▸ **Problem details**: Rewrite every record below, swapping "locate" for "mark" wherever it occurs and leaving everything else as it is.

######

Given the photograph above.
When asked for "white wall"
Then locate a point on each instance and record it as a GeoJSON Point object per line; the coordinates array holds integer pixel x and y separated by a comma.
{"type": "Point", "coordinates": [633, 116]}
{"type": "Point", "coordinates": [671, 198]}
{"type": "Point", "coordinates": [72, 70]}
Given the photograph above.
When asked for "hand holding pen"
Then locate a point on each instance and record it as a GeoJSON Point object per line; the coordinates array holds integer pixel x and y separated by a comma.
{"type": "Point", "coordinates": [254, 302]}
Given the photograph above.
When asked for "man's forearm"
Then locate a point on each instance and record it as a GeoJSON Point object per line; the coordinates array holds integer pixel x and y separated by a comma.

######

▸ **Finished task**:
Given the photograph above.
When asked for "white wall"
Then mark a point on each instance and record it as a GeoJSON Point object per line; the coordinates array holds integer pixel x and y separated by a comma.
{"type": "Point", "coordinates": [633, 116]}
{"type": "Point", "coordinates": [671, 198]}
{"type": "Point", "coordinates": [72, 70]}
Given the photograph above.
When asked for "hand holding pen"
Then mark a point on each instance and record it as a GeoJSON Point object per line; the coordinates array holds integer pixel x and y separated by a comma.
{"type": "Point", "coordinates": [254, 302]}
Given the photograph above.
When asked for "man's forearm"
Then mark a point on each instance and record it as a GeoJSON Point object per line; the coordinates array holds integer pixel x and y separated by a comma.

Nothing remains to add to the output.